§ **Data provided**:
* * * * *

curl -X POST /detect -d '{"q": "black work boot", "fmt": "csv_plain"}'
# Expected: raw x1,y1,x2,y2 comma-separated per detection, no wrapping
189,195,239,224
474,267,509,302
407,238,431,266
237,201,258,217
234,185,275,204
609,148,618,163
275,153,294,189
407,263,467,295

* * * * *

§ **Required work**: Reproduce every line of the records above verbatim, keeping them in their original order.

§ **Answer in full**:
curl -X POST /detect -d '{"q": "black work boot", "fmt": "csv_plain"}'
# Expected: raw x1,y1,x2,y2 comma-separated per detection, no wrapping
189,195,239,224
474,267,509,302
407,238,431,266
237,201,258,217
234,185,275,204
609,148,618,163
275,153,294,189
407,263,467,295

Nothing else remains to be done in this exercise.